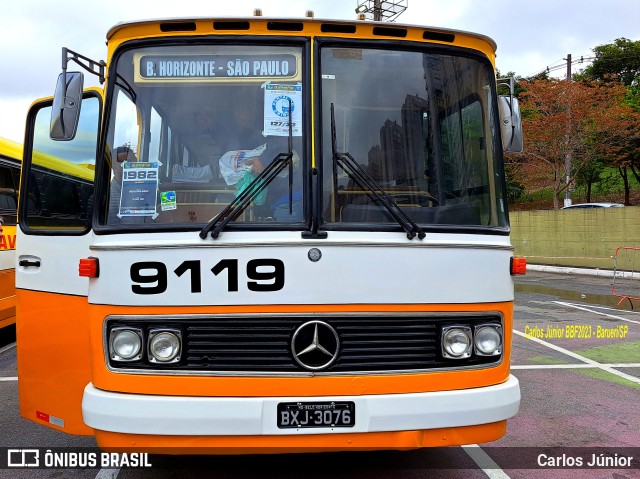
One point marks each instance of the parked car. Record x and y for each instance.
(594, 205)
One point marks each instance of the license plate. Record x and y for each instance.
(316, 414)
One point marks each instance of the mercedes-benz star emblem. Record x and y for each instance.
(315, 345)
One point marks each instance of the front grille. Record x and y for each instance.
(263, 344)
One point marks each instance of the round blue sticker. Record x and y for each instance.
(280, 106)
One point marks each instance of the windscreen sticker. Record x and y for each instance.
(139, 190)
(277, 101)
(212, 67)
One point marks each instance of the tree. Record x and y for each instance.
(554, 116)
(619, 61)
(586, 121)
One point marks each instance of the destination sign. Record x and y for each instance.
(203, 67)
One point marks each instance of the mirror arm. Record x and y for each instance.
(511, 83)
(96, 68)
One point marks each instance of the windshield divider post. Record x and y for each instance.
(260, 182)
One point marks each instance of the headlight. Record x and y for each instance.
(164, 346)
(488, 340)
(125, 344)
(456, 342)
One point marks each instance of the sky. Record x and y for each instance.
(531, 35)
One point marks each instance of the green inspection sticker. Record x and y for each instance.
(168, 200)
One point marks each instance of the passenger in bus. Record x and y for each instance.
(244, 129)
(122, 155)
(278, 192)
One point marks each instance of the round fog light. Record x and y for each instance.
(164, 347)
(125, 344)
(456, 342)
(488, 340)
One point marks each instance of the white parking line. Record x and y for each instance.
(582, 308)
(484, 462)
(572, 366)
(604, 367)
(8, 347)
(597, 306)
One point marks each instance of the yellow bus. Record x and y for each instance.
(296, 239)
(10, 155)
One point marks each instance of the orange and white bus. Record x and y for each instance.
(10, 155)
(296, 239)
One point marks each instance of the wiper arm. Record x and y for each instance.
(366, 182)
(238, 205)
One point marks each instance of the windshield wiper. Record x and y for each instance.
(259, 183)
(366, 182)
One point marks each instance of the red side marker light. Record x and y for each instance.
(518, 266)
(89, 267)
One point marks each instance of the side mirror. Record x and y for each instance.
(66, 106)
(510, 123)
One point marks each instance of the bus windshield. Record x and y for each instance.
(191, 126)
(420, 125)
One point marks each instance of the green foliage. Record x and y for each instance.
(619, 60)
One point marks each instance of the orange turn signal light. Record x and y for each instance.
(518, 266)
(89, 267)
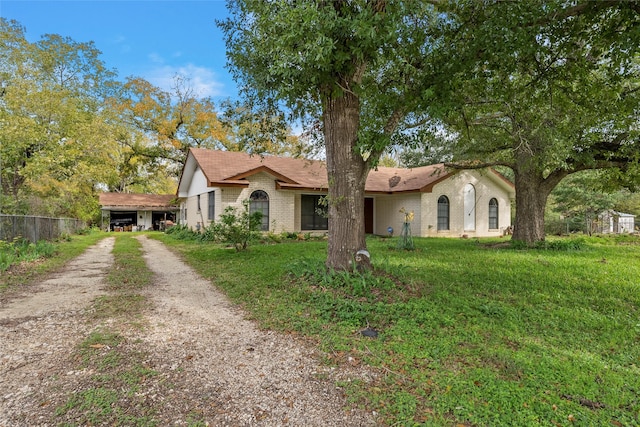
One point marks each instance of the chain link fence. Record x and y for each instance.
(34, 228)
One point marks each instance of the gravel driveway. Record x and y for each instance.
(208, 359)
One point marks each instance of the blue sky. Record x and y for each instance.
(150, 39)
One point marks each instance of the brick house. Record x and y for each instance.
(445, 202)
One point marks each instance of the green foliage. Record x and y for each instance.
(181, 232)
(475, 333)
(22, 250)
(238, 228)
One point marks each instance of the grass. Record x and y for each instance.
(112, 396)
(22, 263)
(470, 332)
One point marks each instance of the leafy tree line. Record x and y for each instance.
(69, 127)
(545, 88)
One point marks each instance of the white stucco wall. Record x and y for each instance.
(285, 205)
(486, 187)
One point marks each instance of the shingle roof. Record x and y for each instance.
(227, 168)
(137, 200)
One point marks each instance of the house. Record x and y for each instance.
(616, 222)
(128, 212)
(445, 202)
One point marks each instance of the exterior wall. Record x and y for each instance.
(282, 204)
(285, 205)
(485, 189)
(387, 213)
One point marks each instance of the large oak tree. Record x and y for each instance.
(554, 90)
(360, 67)
(55, 140)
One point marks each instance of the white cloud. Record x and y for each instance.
(156, 58)
(202, 80)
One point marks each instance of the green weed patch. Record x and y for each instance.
(469, 332)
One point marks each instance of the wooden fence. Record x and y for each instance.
(34, 228)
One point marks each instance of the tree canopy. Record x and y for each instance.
(554, 91)
(70, 128)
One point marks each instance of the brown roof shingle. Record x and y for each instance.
(137, 200)
(229, 168)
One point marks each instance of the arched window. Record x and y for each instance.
(493, 214)
(443, 213)
(469, 207)
(259, 202)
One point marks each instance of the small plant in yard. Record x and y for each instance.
(406, 240)
(238, 228)
(22, 250)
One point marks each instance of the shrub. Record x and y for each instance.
(238, 228)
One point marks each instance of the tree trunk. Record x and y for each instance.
(532, 192)
(347, 175)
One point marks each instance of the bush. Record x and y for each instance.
(238, 228)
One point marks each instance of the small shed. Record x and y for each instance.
(613, 222)
(137, 212)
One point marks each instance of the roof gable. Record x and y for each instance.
(227, 168)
____
### WHAT IS EXPECTED
Copy out every entry exactly as written, but not the pictures.

### EXERCISE RESPONSE
One point marks each instance of the parked car. Record x and y for each instance.
(594, 205)
One point marks each instance of the license plate. Record x and y for each instance.
(316, 414)
One point marks each instance of the mercedes-benz star emblem. Record x and y for each instance.
(315, 345)
One point marks each instance of the front grille. Record x and y for each instance.
(263, 344)
One point marks each instance of the round blue sticker. Record x and y for each instance.
(280, 106)
One point marks each instance of the windscreen sticker. Record x and y for each instance.
(139, 190)
(277, 101)
(212, 67)
One point marks each instance of the tree. Record x and y for each instance.
(554, 116)
(619, 61)
(586, 121)
One point marks each instance of the destination sign. Record x and y for each instance.
(203, 67)
One point marks each instance of the mirror arm. Record x and y for each instance.
(511, 83)
(96, 68)
One point marks each instance of the windshield divider post. Record x and y for each instance.
(260, 182)
One point marks each instance of the headlight. Record x and y for each instance.
(164, 346)
(488, 340)
(125, 344)
(456, 342)
One point marks each instance of the sky. Record x and y for each instance.
(531, 35)
One point marks each instance of the green inspection sticker. Record x and y for each instance.
(168, 200)
One point marks each instance of the passenger in bus. Record x and y for each instance.
(244, 129)
(122, 155)
(278, 192)
One point marks each instance of the round fog light. Record x and y for each instance.
(164, 347)
(125, 344)
(456, 342)
(488, 340)
One point marks each instance of the white parking line. Record x and y for each instance.
(582, 308)
(484, 462)
(572, 366)
(604, 367)
(8, 347)
(597, 306)
One point marks each instance of the yellow bus. Record x and y for each instance.
(296, 239)
(10, 155)
One point marks each instance of the orange and white bus. Record x and y for each instance.
(10, 155)
(296, 239)
One point marks each instance of the wiper arm. Record x and y for each instance.
(366, 182)
(238, 205)
One point marks each instance of the windshield wiper. Record x and y for each instance.
(259, 183)
(366, 182)
One point marks each instance of the red side marker light. Record x and y for each instance.
(518, 266)
(89, 267)
One point marks each instance of the side mirror. Record x and y for each instance.
(66, 106)
(510, 123)
One point marks each instance of the bus windshield. Record x and y for each instance.
(191, 126)
(420, 125)
One point marks each instance of the green foliage. Record x and y for each instance.
(619, 60)
One point marks each instance of the orange turn signal light. Record x and y for each instance.
(518, 266)
(89, 267)
One point marks each instance of the chain link fence. Record x and y for each instance.
(34, 228)
One point marks each instance of the gravel driveway. Record x and y for each instance.
(208, 359)
One point marks each instance of the blue sky. Record x and y for each instance.
(150, 39)
One point marks each instance of the brick house. Record x and y for each instance.
(445, 202)
One point marks each instance of the green foliage. Record x and y for each instance.
(181, 232)
(475, 333)
(22, 250)
(238, 228)
One point marks each instance of the grass. Record x and y for each instance.
(112, 396)
(22, 263)
(470, 332)
One point marks each instance of the leafy tree line. Record x and y for each instance.
(69, 127)
(545, 88)
One point marks each instance of the white stucco wall. Record x and y for each instance.
(285, 205)
(486, 187)
One point marks each instance of the shingle roof. Record x and y for each instance.
(227, 168)
(137, 200)
One point marks each instance of the house. Record x and y for each instance.
(616, 222)
(128, 212)
(445, 202)
One point marks each instance of the exterior wall. Record x and y for each instance.
(282, 204)
(285, 205)
(485, 189)
(387, 213)
One point marks each instance of the large oak tree. Record x and y for each instance.
(554, 90)
(360, 67)
(55, 140)
One point marks each instance of the white cloud. Record x and y for each instance.
(156, 58)
(202, 80)
One point marks each instance of the green weed patch. Record x and y for each instance.
(469, 332)
One point marks each instance of the wooden fence. Record x and y for each instance.
(34, 228)
One point marks each instance of the tree canopy. Record x and y for each instance.
(554, 91)
(70, 128)
One point marks each instance of the brown roof shingle. Record x and y for each instance.
(137, 200)
(229, 168)
One point marks each instance of the arched window. Record x and y for each instance.
(493, 214)
(443, 213)
(469, 207)
(259, 202)
One point marks each instance of the small plant in yard. Record x and y for each instance.
(406, 240)
(238, 228)
(22, 250)
One point marks each instance of the shrub. Record x and y for each instance.
(238, 228)
One point marks each instance of the tree trunk. Record x and y for each instance.
(532, 192)
(347, 175)
One point marks each instance of the bush. Record x and y for each instance.
(238, 228)
One point marks each instance of the small shed. Record x and y for each instance.
(613, 222)
(137, 212)
One point marks each instance of the roof gable. Record x and y for each instance.
(227, 168)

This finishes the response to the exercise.